Data from a collection
-------------------------

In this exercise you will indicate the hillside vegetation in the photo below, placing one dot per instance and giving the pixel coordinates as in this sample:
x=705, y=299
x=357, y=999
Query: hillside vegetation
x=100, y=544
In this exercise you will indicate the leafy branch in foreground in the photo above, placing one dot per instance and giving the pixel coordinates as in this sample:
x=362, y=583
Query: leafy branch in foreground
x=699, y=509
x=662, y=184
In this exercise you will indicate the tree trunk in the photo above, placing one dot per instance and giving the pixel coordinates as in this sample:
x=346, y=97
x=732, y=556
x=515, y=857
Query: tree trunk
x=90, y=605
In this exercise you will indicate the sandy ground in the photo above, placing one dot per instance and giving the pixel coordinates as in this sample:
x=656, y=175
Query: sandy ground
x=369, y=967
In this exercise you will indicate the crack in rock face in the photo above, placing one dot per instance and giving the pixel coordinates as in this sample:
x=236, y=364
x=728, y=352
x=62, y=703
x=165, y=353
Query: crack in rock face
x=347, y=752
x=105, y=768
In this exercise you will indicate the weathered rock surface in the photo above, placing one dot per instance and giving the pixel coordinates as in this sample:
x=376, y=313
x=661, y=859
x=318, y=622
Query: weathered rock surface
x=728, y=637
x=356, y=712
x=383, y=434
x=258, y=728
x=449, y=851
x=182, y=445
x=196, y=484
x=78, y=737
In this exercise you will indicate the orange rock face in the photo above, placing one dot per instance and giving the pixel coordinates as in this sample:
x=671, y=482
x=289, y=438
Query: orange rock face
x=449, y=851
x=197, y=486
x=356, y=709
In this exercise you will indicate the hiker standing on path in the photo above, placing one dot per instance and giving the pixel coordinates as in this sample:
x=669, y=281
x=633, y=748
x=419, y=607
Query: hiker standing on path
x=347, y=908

-------------------------

▶ **Written task**
Revise the data by changing every "placing one dot per instance" to "marking each instance with a single point". Keep everything else the same.

▶ **Output below**
In this exercise you will indicate the hillside vegetation in the photo below, marking each instance with a single point and giving the pixel coordinates as in this sample:
x=705, y=299
x=357, y=999
Query: hillside vegetation
x=100, y=544
In this exercise you will indicate the leafy branch in foreground in the photo above, marking each instance with a single point and giving the pixel coordinates as in this sample:
x=362, y=583
Query: leafy branch in foreground
x=699, y=509
x=662, y=184
In this exercise you will indicate the tree trunk in the photo above, marking each instance with a single point and giving the pixel coordinates as in this sample:
x=346, y=97
x=732, y=556
x=515, y=857
Query: tree trunk
x=90, y=605
In this exercise you will indicate the sandy ground in the photo above, marking each instance with a single point and giving the pixel coordinates as in this sample:
x=656, y=175
Query: sandy ground
x=369, y=967
In this exercise you will indicate the crack in rock face in the photo above, marking each instance with a single point and giving the pixel coordinates as in this sample:
x=236, y=364
x=728, y=352
x=62, y=703
x=165, y=353
Query: crack in rock face
x=347, y=752
x=105, y=768
In this exercise you will indicate the weathered rock surface in the photo above, marking each instance with a single point and giving the pixel coordinates as in this sample:
x=376, y=313
x=661, y=859
x=318, y=622
Query: weathered rock surface
x=728, y=637
x=356, y=712
x=383, y=434
x=258, y=728
x=449, y=851
x=182, y=445
x=196, y=484
x=78, y=737
In this exercise you will indicate the orange rock face in the photo above, marking each instance with a single point and giving the pixel coordinates as in this sample:
x=671, y=482
x=289, y=438
Query: orange rock face
x=449, y=851
x=197, y=486
x=356, y=709
In this exercise you will indicate the hiker standing on path in the photo above, marking each instance with a single point and giving the pixel coordinates as in this sample:
x=669, y=281
x=633, y=748
x=419, y=607
Query: hiker standing on path
x=347, y=908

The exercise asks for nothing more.